Activity list -
1 - Reproduce word for word the part of the post on privacy and nuclear weapons from "The expectation of" up to and including "Dirty bombs here.".
2 - For each statement below, answer yes or no according to the post on privacy and nuclear weapons, and quote the words that decide it: (a) The author describes himself as a constitutional lawyer. (b) The surveillance van is likened to a UPS truck. (c) The meter inside the van signals with a little green light.

Document segment -
- - -

The Right Coast

December 23, 2005
 
The expectation of privacy in nuclear weapons
By Tom Smith

Here is one account of what the smallest nuclear weapon exploded in a US city would do. Dirty bombs here.

As I have mentioned before, I am not a constitutional lawyer. But I cannot escape the feeling that the various constitutional scholars commenting on the radiological surveillance issue are missing the point or else they are making the point that interpretation of the constitution has reached a reductio ad absurdum.

Here are some things I take to be self-evidently true. You have no expectation of privacy in a nuclear bomb. If you have a nuclear bomb, the Army, the Marines, the salvation army, whoever, should be able to go and take it from you. They should be able to shoot you if you try to stop them. I mean, pardon me, but is it not just a little insane for some law professor to say, as at least one has, oh, well, you can check for gamma rays from the street, but don't you dare drive into the parking lot, because that's invading somebody's privacy. Privacy of what? The right to emit deadly, high energy radiation into your parking lot? Did a right to emit gamma rays sneak into the constitution when nobody was looking? I mean, seriously. Let's look at what we are talking about here in literal terms. This is a van, like a UPS truck, that drives around on the streets, and occassionally pulls into parking lots and such places. Inside is some kind of meter, and if a little red light goes off, that means, holy shit, they seem to have a nuclear bomb in there. If anybody has an expectation that they can keep their nuclear bomb private, at least until they kill thousands or millions of people with it, and condemn many others to slow, horrible death, not to mention the thousands of babies who will be born with heartbreaking defects, I would suggest they change their bloody expectations.

- - -

[Saved entries]
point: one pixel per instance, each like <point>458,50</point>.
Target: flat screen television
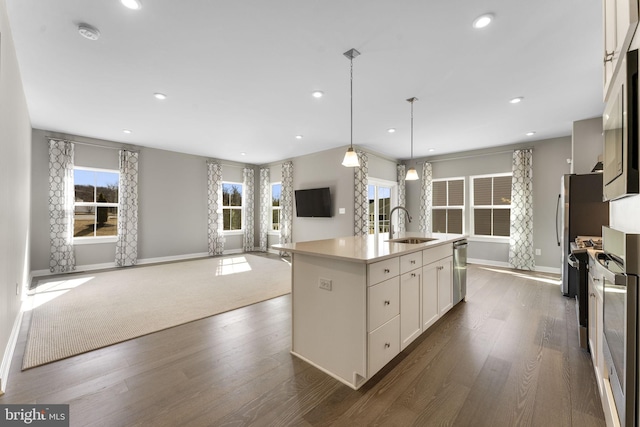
<point>313,202</point>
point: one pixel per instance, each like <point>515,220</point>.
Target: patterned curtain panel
<point>361,195</point>
<point>402,199</point>
<point>127,243</point>
<point>521,232</point>
<point>61,198</point>
<point>286,201</point>
<point>248,208</point>
<point>265,208</point>
<point>425,198</point>
<point>216,223</point>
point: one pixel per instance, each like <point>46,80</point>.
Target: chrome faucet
<point>391,218</point>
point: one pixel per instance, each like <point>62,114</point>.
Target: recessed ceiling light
<point>132,4</point>
<point>88,32</point>
<point>482,21</point>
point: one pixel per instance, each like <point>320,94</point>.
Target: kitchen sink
<point>412,240</point>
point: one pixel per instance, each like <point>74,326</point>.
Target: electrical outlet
<point>324,284</point>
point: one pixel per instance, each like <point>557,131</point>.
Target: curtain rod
<point>472,156</point>
<point>90,144</point>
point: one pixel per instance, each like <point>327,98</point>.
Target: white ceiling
<point>239,74</point>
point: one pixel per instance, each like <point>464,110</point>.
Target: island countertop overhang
<point>366,249</point>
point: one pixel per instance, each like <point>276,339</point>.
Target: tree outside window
<point>96,202</point>
<point>492,205</point>
<point>232,206</point>
<point>447,212</point>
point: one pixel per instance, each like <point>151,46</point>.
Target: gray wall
<point>15,146</point>
<point>549,164</point>
<point>586,144</point>
<point>324,169</point>
<point>172,216</point>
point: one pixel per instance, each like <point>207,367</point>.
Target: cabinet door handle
<point>608,56</point>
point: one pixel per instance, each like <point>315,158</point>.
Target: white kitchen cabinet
<point>430,312</point>
<point>437,287</point>
<point>620,19</point>
<point>410,325</point>
<point>356,301</point>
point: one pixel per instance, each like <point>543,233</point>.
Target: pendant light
<point>412,175</point>
<point>350,157</point>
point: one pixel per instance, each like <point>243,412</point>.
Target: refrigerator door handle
<point>557,212</point>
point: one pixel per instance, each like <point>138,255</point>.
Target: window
<point>491,205</point>
<point>447,214</point>
<point>381,195</point>
<point>95,212</point>
<point>276,209</point>
<point>232,206</point>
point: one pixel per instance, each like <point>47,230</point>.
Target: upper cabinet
<point>620,22</point>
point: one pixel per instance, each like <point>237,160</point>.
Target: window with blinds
<point>491,205</point>
<point>447,213</point>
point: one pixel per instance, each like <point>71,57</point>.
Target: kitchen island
<point>358,301</point>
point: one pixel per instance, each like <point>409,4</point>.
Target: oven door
<point>619,322</point>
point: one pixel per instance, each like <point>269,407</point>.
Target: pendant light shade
<point>350,157</point>
<point>412,175</point>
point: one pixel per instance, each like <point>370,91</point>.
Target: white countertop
<point>366,249</point>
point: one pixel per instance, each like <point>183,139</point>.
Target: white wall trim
<point>8,352</point>
<point>540,269</point>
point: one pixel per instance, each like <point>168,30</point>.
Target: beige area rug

- - -

Answer set -
1 -
The expectation of privacy in nuclear weapons
By Tom Smith

Here is one account of what the smallest nuclear weapon exploded in a US city would do. Dirty bombs here.

2 -
(a) No: "I am not a constitutional lawyer."
(b) Yes: "This is a van, like a UPS truck"
(c) No: "if a little red light goes off"